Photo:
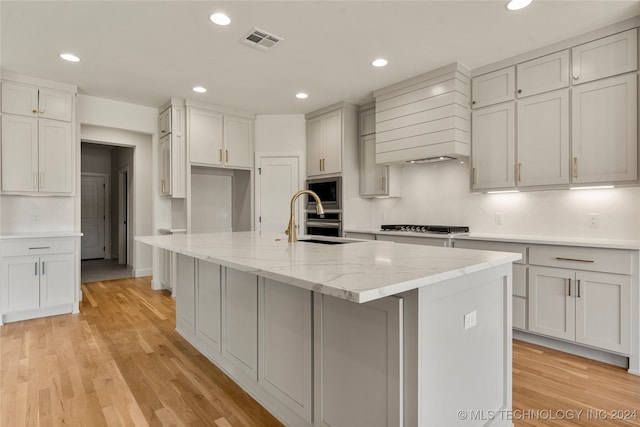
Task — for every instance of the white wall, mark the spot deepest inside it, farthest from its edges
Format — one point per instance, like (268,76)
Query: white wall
(119,123)
(439,194)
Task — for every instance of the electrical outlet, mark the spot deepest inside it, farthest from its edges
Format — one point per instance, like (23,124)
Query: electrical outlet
(470,320)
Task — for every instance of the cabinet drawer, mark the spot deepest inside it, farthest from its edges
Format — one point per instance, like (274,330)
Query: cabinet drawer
(21,247)
(577,258)
(520,313)
(494,246)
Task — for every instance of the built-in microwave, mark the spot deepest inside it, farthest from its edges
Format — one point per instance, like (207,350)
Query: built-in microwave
(328,189)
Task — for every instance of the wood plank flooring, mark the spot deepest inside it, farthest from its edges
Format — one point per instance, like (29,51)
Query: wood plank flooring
(121,363)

Exercise prompt
Rewrite the data from the line containing "Task — for every instance of the built-in" through the end, replacing "microwave" with "oven" wherever it appears and leaving everything else unchanged. Return only those lines.

Result of this exercise
Task — for every instance of the built-in oven, mark the spot deepest inside it, farthest from its edges
Format — one point per instance, like (207,350)
Query: built-in oven
(328,189)
Task — for every instance of the wood plank flooring, mark the spot deepest inside it, farthest from its edges
Format — one point per instance, like (29,51)
Query: wood plank flooring
(121,363)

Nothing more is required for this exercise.